_WHAT THE TASK REQUIRES_
Your task is to print all of the material verbatim.

[RECORDS FOR PROCESSING start]

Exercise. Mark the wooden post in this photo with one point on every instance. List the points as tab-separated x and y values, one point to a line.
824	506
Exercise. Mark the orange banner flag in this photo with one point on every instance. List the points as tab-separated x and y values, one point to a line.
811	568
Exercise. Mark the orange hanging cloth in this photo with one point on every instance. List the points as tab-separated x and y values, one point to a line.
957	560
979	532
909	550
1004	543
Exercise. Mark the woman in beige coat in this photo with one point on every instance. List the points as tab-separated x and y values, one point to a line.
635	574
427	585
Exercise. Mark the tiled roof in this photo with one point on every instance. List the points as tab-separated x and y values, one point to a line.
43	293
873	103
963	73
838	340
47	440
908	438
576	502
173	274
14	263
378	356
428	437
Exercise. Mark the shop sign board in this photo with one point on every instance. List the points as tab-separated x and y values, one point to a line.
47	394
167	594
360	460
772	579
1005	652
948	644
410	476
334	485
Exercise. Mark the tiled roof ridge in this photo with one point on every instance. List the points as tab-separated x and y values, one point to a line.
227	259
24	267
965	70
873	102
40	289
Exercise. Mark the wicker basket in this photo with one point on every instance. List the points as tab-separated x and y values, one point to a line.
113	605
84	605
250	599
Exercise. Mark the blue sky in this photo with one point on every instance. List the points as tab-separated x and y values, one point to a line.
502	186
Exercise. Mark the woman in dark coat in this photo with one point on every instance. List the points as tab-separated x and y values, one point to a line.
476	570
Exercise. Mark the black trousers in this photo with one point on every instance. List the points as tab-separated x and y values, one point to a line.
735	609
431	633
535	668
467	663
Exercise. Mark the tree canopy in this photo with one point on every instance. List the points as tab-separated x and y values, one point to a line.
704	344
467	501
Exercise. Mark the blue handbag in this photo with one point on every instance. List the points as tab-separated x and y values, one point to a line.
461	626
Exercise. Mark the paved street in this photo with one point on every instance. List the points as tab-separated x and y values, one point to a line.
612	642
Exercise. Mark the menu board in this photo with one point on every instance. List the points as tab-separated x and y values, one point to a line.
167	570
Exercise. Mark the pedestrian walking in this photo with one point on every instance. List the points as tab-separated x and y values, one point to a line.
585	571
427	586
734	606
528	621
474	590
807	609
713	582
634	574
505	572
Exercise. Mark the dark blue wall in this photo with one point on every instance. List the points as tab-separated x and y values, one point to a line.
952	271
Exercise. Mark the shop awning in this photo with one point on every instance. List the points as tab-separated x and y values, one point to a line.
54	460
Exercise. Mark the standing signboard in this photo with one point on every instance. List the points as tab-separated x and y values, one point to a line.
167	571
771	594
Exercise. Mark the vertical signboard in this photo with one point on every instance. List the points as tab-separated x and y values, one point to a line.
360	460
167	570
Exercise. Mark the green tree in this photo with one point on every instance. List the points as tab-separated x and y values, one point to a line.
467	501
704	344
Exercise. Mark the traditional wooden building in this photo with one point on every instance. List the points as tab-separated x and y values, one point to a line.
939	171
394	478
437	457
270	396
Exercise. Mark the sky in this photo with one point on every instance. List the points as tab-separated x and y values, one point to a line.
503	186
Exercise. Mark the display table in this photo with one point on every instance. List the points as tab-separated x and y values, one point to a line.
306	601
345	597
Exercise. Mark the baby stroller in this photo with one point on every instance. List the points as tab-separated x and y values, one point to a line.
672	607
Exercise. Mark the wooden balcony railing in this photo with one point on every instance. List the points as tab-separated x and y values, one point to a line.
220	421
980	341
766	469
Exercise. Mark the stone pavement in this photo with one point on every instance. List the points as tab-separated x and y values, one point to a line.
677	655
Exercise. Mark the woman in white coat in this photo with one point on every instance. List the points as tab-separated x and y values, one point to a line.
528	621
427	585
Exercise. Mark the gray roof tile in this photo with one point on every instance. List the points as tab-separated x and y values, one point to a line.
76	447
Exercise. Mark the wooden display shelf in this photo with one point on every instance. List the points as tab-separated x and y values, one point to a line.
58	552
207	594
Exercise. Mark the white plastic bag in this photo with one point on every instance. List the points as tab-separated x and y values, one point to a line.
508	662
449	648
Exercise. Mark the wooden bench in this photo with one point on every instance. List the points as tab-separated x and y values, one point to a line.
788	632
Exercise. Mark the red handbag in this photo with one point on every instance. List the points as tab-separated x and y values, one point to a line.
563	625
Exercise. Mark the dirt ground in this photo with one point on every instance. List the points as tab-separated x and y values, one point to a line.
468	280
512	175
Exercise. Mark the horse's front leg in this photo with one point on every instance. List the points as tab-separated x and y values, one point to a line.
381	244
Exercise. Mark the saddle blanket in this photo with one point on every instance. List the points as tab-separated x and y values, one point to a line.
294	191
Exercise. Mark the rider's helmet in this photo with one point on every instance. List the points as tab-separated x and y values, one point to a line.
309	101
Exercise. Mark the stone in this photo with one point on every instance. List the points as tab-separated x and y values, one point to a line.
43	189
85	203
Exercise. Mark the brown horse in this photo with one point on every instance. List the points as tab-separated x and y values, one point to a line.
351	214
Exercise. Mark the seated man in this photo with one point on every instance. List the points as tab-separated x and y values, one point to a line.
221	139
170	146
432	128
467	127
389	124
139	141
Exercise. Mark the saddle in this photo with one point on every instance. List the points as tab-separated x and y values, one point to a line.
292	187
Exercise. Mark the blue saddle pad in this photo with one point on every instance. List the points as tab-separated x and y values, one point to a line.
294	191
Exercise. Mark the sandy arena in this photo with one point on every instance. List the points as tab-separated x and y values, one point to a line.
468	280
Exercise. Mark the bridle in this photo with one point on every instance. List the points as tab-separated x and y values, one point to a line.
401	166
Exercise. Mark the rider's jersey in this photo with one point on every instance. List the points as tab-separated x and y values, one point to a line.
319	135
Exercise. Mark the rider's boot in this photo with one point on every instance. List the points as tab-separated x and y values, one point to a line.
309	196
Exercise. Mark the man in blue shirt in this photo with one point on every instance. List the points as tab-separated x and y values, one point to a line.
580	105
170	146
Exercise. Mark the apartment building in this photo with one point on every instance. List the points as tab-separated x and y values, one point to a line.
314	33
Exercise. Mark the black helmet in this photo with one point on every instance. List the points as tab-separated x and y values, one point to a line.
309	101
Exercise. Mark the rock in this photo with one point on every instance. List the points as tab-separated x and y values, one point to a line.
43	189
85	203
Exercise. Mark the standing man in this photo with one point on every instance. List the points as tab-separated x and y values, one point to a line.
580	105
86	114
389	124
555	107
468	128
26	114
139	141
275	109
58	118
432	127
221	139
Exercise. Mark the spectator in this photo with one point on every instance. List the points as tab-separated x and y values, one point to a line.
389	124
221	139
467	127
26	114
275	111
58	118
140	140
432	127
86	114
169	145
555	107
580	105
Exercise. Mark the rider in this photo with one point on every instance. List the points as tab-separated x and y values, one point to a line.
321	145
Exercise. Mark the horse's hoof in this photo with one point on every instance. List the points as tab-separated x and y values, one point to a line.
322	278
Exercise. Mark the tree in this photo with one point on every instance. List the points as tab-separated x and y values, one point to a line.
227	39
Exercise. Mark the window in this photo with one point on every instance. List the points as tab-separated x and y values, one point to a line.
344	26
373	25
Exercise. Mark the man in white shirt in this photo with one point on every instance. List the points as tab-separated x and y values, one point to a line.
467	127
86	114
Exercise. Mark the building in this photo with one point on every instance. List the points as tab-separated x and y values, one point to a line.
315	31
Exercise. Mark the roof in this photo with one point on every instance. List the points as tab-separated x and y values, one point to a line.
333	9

[RECORDS FOR PROCESSING end]

_FULL SOLUTION_
Exercise. Mark the wooden post in this photo with one point on every instance. List the points as tab-separated x and y values, one point to a line.
824	506
Exercise. Mark the orange banner flag in this photo with one point on every instance. List the points as tab-separated x and y values, one point to a line.
811	568
Exercise. Mark the orange hanging cloth in this photo with one point on every instance. List the points as tab-separated x and y values, one point to a line.
957	560
979	532
909	550
1004	543
Exercise. Mark the woman in beige coat in this photo with one point on every instance. List the points as tab-separated x and y values, one point to a line.
635	574
427	585
Exercise. Mark the tiled roof in this photo with one point on every instance. List the points as tab-separated x and y values, one point to a line.
43	293
873	103
963	73
838	340
47	440
908	438
576	502
173	274
14	263
378	356
428	437
Exercise. Mark the shop sign board in this photo with one point on every instance. List the points as tab-separated x and y values, one point to a line.
47	394
167	594
360	460
772	579
1005	652
948	644
410	476
334	485
Exercise. Mark the tiled roof ridge in this photo with one point on every instance. List the points as tab-separated x and y values, one point to a line.
227	259
24	267
965	70
873	102
40	289
Exercise. Mark the wicker basket in this photo with one point on every instance. List the points as tab-separated x and y values, one point to a line.
113	605
84	605
250	599
Exercise. Mark the blue sky in this photo with one point on every instance. List the points as tab-separated x and y values, one point to a line.
502	186
Exercise. Mark the woman in dark coat in this photo with one point on every instance. List the points as tab-separated x and y values, one point to a line.
476	570
Exercise. Mark the black trousers in this photo with one point on every instance. List the points as tab-separated x and y values, one point to a line.
735	609
431	633
535	668
467	663
Exercise. Mark the tree canopy in this photo with one point on every instance. List the points as tab-separated x and y values, one point to a line.
704	344
467	501
Exercise. Mark the blue handbag in this photo with one point on every instance. List the points as tab-separated x and y values, one point to a line.
461	626
Exercise. Mark the paved street in this photo with one point on every instance. List the points as tab-separated x and y values, one point to a line.
612	642
Exercise. Mark the menu board in this photo with one point on every instance. List the points as tab-separated x and y values, one point to a line.
167	570
Exercise. Mark the pedestrian walking in this photo with one point on every instance. List the points as tab-separated x and y values, one point to a line.
585	571
427	586
734	606
528	621
474	590
807	609
713	582
634	574
505	572
Exercise. Mark the dark blue wall in this photo with one point on every instance. List the points as tab-separated x and y values, one point to a line.
952	271
Exercise. Mark the shop awning in this photo with one point on every instance. List the points as tab-separated x and y values, one point to a line.
54	460
Exercise. Mark the standing signboard in this photo with one point on every instance. List the points as tab-separated x and y values, one point to a line.
167	571
771	594
Exercise. Mark the vertical signboard in this photo with one point on every instance. List the points as tab-separated x and y values, one point to a line.
360	460
167	570
Exercise. Mark the green tree in this photo with one point on every instance. List the points as tab-separated x and y values, one point to a line.
467	501
704	344
Exercise. Mark the traditional wooden building in this photo with one point on every instance. List the points as tab-separated x and y values, one point to a line.
939	171
394	478
437	457
270	396
Exercise. Mark the sky in this photo with one point on every instance. List the points as tab-separated x and y values, one point to a line.
503	186
Exercise. Mark the display table in this photo with one point on every instance. List the points as tab-separated x and y values, one point to a line.
306	601
345	597
Exercise. Mark the baby stroller in this photo with one point on every instance. List the points as tab-separated x and y values, one point to a line.
672	607
Exercise. Mark the wooden balcony railing in this photo with one point on every instance. List the points as tab-separated x and y values, one point to a line.
220	421
980	341
766	469
Exercise. Mark the stone pavement in this photo with one point on every instance. List the points as tab-separated x and y values, one point to a line.
677	655
Exercise. Mark the woman in white coat in this photo with one point on every instance. List the points as tab-separated x and y values, one point to a line.
528	621
427	585
Exercise. Mark the gray roof tile in this photo with one point on every instance. List the points as tab-separated x and y values, one point to a line.
76	447
Exercise. Mark the wooden display shelf in this photo with one point on every instance. List the points as tab-separated x and y values, one point to a line.
58	552
207	594
Exercise. Mark the white plastic bag in this photo with one point on every instance. List the points as tab-separated x and y values, one point to a line.
508	662
449	648
Exercise. Mark the wooden bench in this photo with one point on every instance. List the points as tab-separated x and y values, one point to a line.
788	632
Exercise. Mark the red handbag in this photo with one point on every instance. List the points as tab-separated x and y values, one point to a line.
563	625
Exercise. Mark the dirt ground in this photo with one point on every instance. List the points as tab-separated x and y values, one point to a line.
468	280
512	175
Exercise. Mark the horse's front leg in this photo with one point on every instance. List the points as tab-separated x and y values, one point to a line.
381	244
Exercise. Mark the saddle blanket in this photo with one point on every instance. List the points as tab-separated x and y values, one point to a line.
294	191
Exercise. Mark the rider's helmet in this photo with one point on every instance. List the points as tab-separated x and y values, one point to a line.
309	101
Exercise. Mark the stone in this photo with one point on every instance. List the points as tab-separated x and y values, one point to a line.
43	189
85	203
Exercise. Mark the brown horse in this photo with one point on every instance. List the points as tab-separated x and y values, one point to a line.
351	214
Exercise. Mark the seated man in this photo with one point on every instance. List the points as tab-separated x and y values, one point to a line.
221	139
170	146
432	128
467	127
389	124
139	141
Exercise. Mark the saddle in this photo with one point on every instance. List the points as tab-separated x and y values, one point to a line.
292	187
Exercise. Mark the blue saddle pad in this photo with one point on every instance. List the points as tab-separated x and y values, one point to a line.
294	191
Exercise. Mark the sandy arena in this photo with one point on every instance. List the points as tab-separated x and y values, one point to a line.
468	280
Exercise. Mark the bridle in this photo with one point on every instance. List the points as tab-separated x and y values, one point to a line.
401	166
Exercise. Mark the rider's jersey in this photo with one point on every instance. List the points as tab-separated x and y values, one point to a line.
319	135
Exercise. Mark the rider's boot in this photo with one point on every instance. List the points as tab-separated x and y values, one point to a line.
309	196
Exercise. Mark the man in blue shirt in this photo with one point on every instance. List the points as tab-separated x and y values, one point to a line.
580	105
170	146
Exercise. Mark the apartment building in this photo with one point on every instance. List the points as tab-separated x and y values, one point to a line.
314	33
Exercise. Mark the black helmet in this photo with one point on every instance. List the points as tab-separated x and y values, one point to a line.
309	101
Exercise. Mark the rock in this photo with one point on every instance. List the points as tab-separated x and y values, one point to a line.
43	189
85	203
Exercise. Mark the standing man in this photo with one point on every instance. List the points as tab-separated x and y values, one point to a line.
580	105
86	114
389	124
555	107
468	128
26	114
139	141
275	109
58	118
432	127
221	139
Exercise. Mark the spectator in this photo with one point on every instance. List the points as tab-separated x and y values, one point to a line.
389	124
221	139
467	127
26	114
275	111
58	118
140	140
432	127
86	114
169	145
555	107
580	105
Exercise. Mark the rider in this photo with one point on every instance. List the points as tab-separated x and y values, one point to a line.
321	145
Exercise. Mark the horse's hoof in this photo with one point on every instance. List the points as tab-separated x and y values, one point to a line.
322	278
Exercise. Mark the tree in this photo with one point on every instance. List the points as tab-separated x and y values, one point to a line.
227	39
Exercise. Mark the window in this photo with one point on every instance. List the points as tab-separated x and y values, one point to a line.
344	26
373	25
Exercise. Mark the man in white shirt in this photo with one point on every instance. List the points as tab-separated x and y values, one point to a line.
467	127
86	114
Exercise. Mark the building in this photo with one point on every instance. List the points as tab-separated x and y values, one point to a line.
315	31
Exercise. Mark the roof in this photo with one point on every instance. List the points as tab-separated x and y values, one point to a line.
333	9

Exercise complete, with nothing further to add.